## START Data for processing

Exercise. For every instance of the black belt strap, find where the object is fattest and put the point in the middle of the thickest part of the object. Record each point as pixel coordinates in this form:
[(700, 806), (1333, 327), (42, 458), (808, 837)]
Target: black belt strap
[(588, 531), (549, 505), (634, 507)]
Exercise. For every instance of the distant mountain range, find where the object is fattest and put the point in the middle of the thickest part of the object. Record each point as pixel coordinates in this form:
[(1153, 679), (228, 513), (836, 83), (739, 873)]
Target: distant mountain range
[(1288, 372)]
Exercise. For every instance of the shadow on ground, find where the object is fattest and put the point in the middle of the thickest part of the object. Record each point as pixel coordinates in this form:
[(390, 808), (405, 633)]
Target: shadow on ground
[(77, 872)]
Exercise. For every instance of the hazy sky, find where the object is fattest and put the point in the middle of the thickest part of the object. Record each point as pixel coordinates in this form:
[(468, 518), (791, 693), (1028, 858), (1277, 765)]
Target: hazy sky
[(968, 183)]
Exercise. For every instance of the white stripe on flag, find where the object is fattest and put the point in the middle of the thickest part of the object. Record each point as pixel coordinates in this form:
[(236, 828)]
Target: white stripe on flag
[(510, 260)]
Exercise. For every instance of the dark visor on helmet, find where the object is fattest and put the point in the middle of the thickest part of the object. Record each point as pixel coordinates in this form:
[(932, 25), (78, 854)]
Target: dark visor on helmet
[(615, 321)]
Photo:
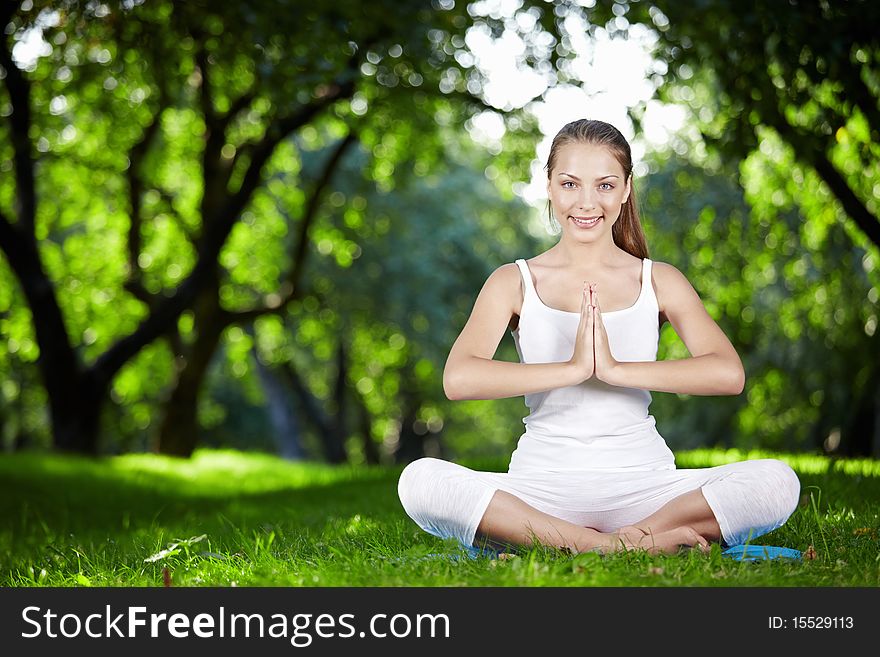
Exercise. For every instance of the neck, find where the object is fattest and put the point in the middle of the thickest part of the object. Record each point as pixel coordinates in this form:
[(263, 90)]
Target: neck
[(599, 252)]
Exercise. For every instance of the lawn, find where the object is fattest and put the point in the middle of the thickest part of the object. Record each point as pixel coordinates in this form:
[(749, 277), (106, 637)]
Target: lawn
[(226, 518)]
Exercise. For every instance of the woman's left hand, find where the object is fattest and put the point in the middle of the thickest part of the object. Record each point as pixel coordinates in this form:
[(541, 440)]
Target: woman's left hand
[(605, 362)]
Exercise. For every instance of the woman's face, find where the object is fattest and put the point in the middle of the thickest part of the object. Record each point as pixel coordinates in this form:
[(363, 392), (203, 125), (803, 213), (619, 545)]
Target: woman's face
[(587, 188)]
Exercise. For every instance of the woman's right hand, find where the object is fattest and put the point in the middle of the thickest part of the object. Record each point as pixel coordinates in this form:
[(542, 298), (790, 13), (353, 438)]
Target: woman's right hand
[(583, 359)]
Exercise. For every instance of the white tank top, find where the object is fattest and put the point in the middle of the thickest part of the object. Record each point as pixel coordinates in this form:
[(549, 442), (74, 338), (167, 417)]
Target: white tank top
[(592, 425)]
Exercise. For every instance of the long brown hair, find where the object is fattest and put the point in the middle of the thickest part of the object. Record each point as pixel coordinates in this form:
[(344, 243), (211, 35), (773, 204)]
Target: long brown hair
[(627, 230)]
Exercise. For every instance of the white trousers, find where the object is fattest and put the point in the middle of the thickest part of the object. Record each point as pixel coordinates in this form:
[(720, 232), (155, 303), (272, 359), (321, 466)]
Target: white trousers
[(749, 498)]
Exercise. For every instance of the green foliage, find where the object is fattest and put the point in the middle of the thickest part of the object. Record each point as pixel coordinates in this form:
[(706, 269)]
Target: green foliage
[(227, 519)]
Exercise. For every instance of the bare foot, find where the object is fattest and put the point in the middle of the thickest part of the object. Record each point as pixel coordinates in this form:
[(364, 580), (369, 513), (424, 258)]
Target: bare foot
[(671, 541)]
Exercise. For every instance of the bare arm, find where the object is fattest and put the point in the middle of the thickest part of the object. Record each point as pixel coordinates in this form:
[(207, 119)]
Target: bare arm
[(714, 367), (471, 372)]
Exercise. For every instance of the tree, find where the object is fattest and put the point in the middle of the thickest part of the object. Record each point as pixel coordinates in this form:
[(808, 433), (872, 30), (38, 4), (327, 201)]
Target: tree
[(186, 109)]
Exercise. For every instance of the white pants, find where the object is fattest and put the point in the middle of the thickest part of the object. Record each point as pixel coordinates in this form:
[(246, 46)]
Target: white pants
[(749, 498)]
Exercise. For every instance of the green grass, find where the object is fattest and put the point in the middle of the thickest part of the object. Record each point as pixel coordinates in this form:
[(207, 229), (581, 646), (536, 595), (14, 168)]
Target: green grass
[(229, 519)]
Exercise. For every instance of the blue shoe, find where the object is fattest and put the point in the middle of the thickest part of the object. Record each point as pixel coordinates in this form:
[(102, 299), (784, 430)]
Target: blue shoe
[(760, 553)]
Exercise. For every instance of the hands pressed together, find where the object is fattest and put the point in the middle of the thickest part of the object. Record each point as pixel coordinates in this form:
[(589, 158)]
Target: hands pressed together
[(592, 353)]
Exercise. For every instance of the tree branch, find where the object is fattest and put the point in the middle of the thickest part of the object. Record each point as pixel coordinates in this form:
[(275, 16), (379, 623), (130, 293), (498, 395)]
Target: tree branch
[(19, 89), (290, 289), (216, 231)]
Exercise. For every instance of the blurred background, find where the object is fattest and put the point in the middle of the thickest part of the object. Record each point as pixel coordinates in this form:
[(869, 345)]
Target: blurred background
[(261, 225)]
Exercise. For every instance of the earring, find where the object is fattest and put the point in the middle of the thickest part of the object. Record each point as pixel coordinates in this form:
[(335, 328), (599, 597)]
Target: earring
[(554, 227)]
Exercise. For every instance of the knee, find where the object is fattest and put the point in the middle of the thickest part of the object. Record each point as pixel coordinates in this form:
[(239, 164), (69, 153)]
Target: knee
[(412, 484), (785, 483)]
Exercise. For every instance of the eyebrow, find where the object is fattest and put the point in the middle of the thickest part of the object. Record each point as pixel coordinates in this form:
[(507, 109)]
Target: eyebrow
[(610, 175)]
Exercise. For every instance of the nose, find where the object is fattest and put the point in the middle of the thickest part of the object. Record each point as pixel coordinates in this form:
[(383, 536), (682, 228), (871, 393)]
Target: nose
[(586, 198)]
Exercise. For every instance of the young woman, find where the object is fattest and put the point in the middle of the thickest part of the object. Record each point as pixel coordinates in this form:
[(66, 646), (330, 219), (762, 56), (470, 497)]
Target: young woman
[(591, 472)]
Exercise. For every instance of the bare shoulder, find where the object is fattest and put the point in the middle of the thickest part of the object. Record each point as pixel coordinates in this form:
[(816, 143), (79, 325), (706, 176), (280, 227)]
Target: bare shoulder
[(672, 288), (504, 286)]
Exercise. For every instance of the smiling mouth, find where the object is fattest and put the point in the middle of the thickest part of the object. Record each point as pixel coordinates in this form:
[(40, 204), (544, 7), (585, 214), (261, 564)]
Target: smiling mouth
[(586, 222)]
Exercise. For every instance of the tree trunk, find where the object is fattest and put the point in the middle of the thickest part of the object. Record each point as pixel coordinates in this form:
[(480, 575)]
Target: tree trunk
[(179, 430), (288, 432)]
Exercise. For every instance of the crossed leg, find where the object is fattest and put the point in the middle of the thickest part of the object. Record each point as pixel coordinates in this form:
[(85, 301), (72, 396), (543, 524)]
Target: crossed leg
[(510, 521)]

## END Data for processing

## Given instruction
Copy out all the records with each "fattest" replaced by "widest" and everything else unchanged. Leave the pictures out.

## Reply to the task
Exercise. For every instance of the black belt strap, find where the object is widest and put the point in the middle of the thickest part of the object. Record each point as pixel coordinates in this form:
[(700, 806), (1333, 327), (42, 458), (808, 837)]
Target: black belt strap
[(588, 531), (549, 505), (634, 507)]
Exercise. For every instance of the distant mountain range, find where the object is widest and put the point in the middle of the thickest part of the object. Record each point as pixel coordinates in this form:
[(1153, 679), (228, 513), (836, 83), (739, 873)]
Target: distant mountain range
[(1288, 372)]
Exercise. For every instance of the shadow on ground, find where the object is widest and put the point in the middle of the thickest part of the object. Record each point as pixel coordinates in this form:
[(390, 808), (405, 633)]
Target: shadow on ground
[(77, 872)]
Exercise. For every instance of the hazy sky, find where the object is widest and put the point in the middle of the thickest part of the object. Record each point as pixel coordinates in this form:
[(468, 518), (791, 693), (1028, 858), (1277, 765)]
Target: hazy sky
[(968, 183)]
Exercise. For every instance of the white stripe on flag, find where the object is widest and put the point in the middle of the thickest part of the object. Record each point as pixel coordinates in this form:
[(236, 828)]
Target: white stripe on flag
[(510, 260)]
Exercise. For every instance of the dark visor on helmet, find where the object is widest and put the point in the middle of the thickest part of the object. Record each point as pixel coordinates in this form:
[(932, 25), (78, 854)]
Target: dark visor on helmet
[(615, 321)]
Photo:
Exercise. For every instance of the neck, find where the object is widest and put the point in the middle of the thickest part of the object. Record each point as pixel coordinates in this form:
[(263, 90)]
Target: neck
[(599, 252)]
Exercise. For every instance of the lawn, find where the object is widest and put the point in the middle of the thickest part of the object. Record each point as pixel coordinates in this form:
[(749, 277), (106, 637)]
Target: lawn
[(226, 518)]
Exercise. For every instance of the woman's left hand, find where the object is widest and put the point in the middle of the thickest part of the object. Record each point as pixel coordinates in this form:
[(541, 440)]
Target: woman's left hand
[(605, 362)]
Exercise. For every instance of the woman's face, find where the object is widest and put the point in the middle of the thickest part of the object. Record each point as pixel coordinates in this form:
[(363, 392), (203, 125), (803, 213), (619, 545)]
Target: woman's face
[(587, 188)]
Exercise. For every instance of the woman's right hand, find where the object is widest and put the point in the middle of the thickest part of the object. Record each point as pixel coordinates in this form:
[(542, 298), (790, 13), (353, 438)]
Target: woman's right hand
[(583, 359)]
Exercise. For every instance of the white tank top, find where the object is widest and put the point in the middle of the thickest part of the object. Record each point as pixel coordinates in this form:
[(549, 442), (74, 338), (167, 417)]
Target: white tank top
[(592, 425)]
Exercise. For every instance of the long brown hair, find where the object is widest and put the point in the middle of the thickest part of the object. Record each point as pixel coordinates in this form:
[(344, 243), (211, 35), (773, 204)]
Target: long brown hair
[(627, 230)]
Exercise. For every instance of the white trousers, find where the object is widest and put the point in the middle of the thickest part of the object. Record each point as pixel coordinates in this form:
[(720, 232), (155, 303), (272, 359), (321, 466)]
Target: white trousers
[(749, 498)]
Exercise. For every instance of the green foliage, find where the object is widest and put the point in the middle of the thickest part of the object. Record each point as pixel coordinates in this form:
[(706, 269)]
Target: green foliage
[(227, 519)]
Exercise. For every instance of the bare foot, find where the object is widest and put the point in the middle of the thickest part of the object. Record each point as pixel coordinates in this form:
[(364, 580), (369, 513), (424, 258)]
Target: bare foot
[(671, 541)]
Exercise. For every instance of the bare arm, find where the object is widest and put the point in the middle of the thickest part of the object. Record each point as pixel coordinates in this form:
[(207, 119)]
Target: bare arm
[(714, 367), (471, 372)]
Exercise. For every instance of the tree, find where the object is widest and put the point in the middle of the thickest part of the object. Record each point as pixel coordinates in this form:
[(808, 433), (872, 30), (38, 4), (327, 201)]
Target: tree
[(186, 109)]
Exercise. For every instance of the white pants, find where the object is widest and put the point in the middle of the thickest part of the object. Record each point as pixel coordinates in this form:
[(246, 46)]
Target: white pants
[(749, 498)]
Exercise. For every instance of the green grass, find where the object is widest and put the point in the middle of the thickest part of the object. Record each point as pixel coordinates in this form:
[(207, 229), (581, 646), (536, 595), (14, 168)]
Target: green grass
[(229, 519)]
Exercise. For every instance of the blue shoe, find where the object is widest and put the point in the middle of the thickest part of the object. Record each point as pixel coordinates in this form:
[(102, 299), (784, 430)]
Target: blue shoe
[(760, 553)]
Exercise. For every instance of the hands pressed together, find where the object is widest and put the point in the middle of the thickest part of the object. Record each point as pixel coordinates in this form:
[(589, 158)]
Target: hands pressed together
[(592, 353)]
Exercise. For every instance of the tree branch, find where the object is widest and put the point in the middle of the thickest part of the object. Record each point as pixel coordinates in this form:
[(275, 16), (379, 623), (130, 293), (498, 395)]
Target: tree branch
[(19, 89), (290, 289), (216, 231)]
Exercise. For every instance of the blurred background, find where the object is widest and put the point in the middle of the thickest part of the object. Record each point as pixel coordinates in this form:
[(869, 345)]
Target: blurred background
[(261, 225)]
Exercise. For every instance of the earring, find where the object is widest and put the point in the middle of the thickest part of the object. Record each point as pixel coordinates in this form:
[(335, 328), (599, 597)]
Target: earring
[(554, 227)]
Exercise. For every instance of the knee, find where the object is widest and put the point in the middle of the thickest part of the object. Record each point as pixel coordinates in this form:
[(239, 164), (69, 153)]
Target: knee
[(412, 484), (785, 483)]
Exercise. For every instance of the eyebrow, find where the object is widest and put the point in the middle of the thickest part of the object. Record each point as pixel coordinates in this form:
[(507, 109)]
Target: eyebrow
[(610, 175)]
Exercise. For every instance of the nose, find where the object is widest and put the point in the middle of the thickest part of the object. Record each point as pixel coordinates in this form:
[(383, 536), (682, 228), (871, 393)]
Target: nose
[(586, 198)]
Exercise. For every instance of the young woman, find where the object is widest and put the point in the middle of the thickest part of the object. Record each point as pixel coordinates in this form:
[(66, 646), (330, 219), (762, 56), (470, 497)]
Target: young woman
[(591, 472)]
Exercise. For every instance of the bare shoulder, find where the object is widest and put the point in the middle of the thickest part of the object. Record each point as pixel coordinates in this form:
[(816, 143), (79, 325), (706, 176), (280, 227)]
Target: bare shoulder
[(672, 288), (504, 286)]
Exercise. For every instance of the smiling mouth, find where the object is widest and put the point in the middle of the thickest part of the object. Record each point as pixel coordinates in this form:
[(40, 204), (544, 7), (585, 214), (261, 564)]
Target: smiling mouth
[(586, 222)]
Exercise. For every instance of the tree trunk, find where the object is widest and put the point in the middle of the thickest part of the object. Record each point as pixel coordinates in this form:
[(480, 575)]
Target: tree trunk
[(179, 430), (288, 432)]
Exercise. For every instance of the crossed leg, find where the object is widest and put the point in the middle of the thickest part of the object. Record each point as pixel coordinates in this form:
[(85, 301), (72, 396), (543, 524)]
Target: crossed leg
[(510, 521)]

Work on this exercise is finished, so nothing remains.